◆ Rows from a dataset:
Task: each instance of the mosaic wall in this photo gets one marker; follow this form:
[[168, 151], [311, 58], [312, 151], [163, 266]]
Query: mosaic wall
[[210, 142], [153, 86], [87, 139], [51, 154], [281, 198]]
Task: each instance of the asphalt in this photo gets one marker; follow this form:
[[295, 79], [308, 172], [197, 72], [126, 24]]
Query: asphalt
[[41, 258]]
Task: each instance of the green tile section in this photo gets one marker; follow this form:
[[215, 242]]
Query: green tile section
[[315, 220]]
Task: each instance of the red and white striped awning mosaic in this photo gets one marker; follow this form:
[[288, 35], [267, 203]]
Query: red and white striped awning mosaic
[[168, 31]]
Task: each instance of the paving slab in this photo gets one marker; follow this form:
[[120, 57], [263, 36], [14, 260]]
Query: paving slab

◆ GOAL: Write out all of the lines above again, requests included. Scale every point coordinate in the answers by 2.55 and round to whole numbers, with halves rounding up, while leaving the numbers in the requests and their format samples as they are.

◆ EXERCISE SOLUTION:
Task: each instance of the mosaic wall in this photo gets one marker; follow this form:
[[168, 151], [311, 58], [312, 151], [163, 266]]
Query: mosaic wall
[[536, 362], [390, 219], [222, 354], [130, 393], [717, 505]]
Task: each instance of the asphalt in this photo gets one marker; follow this form:
[[295, 79], [308, 172], [197, 72], [126, 24]]
Query: asphalt
[[105, 658]]
Task: each instance of the green tile section in this photo gets one marker; follow this form:
[[215, 242]]
Query: green tile section
[[803, 561]]
Task: each instance of the red and white striped awning mosaic in this photo gets one marker; follow this form:
[[288, 35], [267, 203]]
Query: red and white striped awning mosaic
[[428, 79]]
Task: each instance of the paving slab in this photo gets one marker; follow this form:
[[120, 57], [263, 36], [14, 260]]
Query: paving slab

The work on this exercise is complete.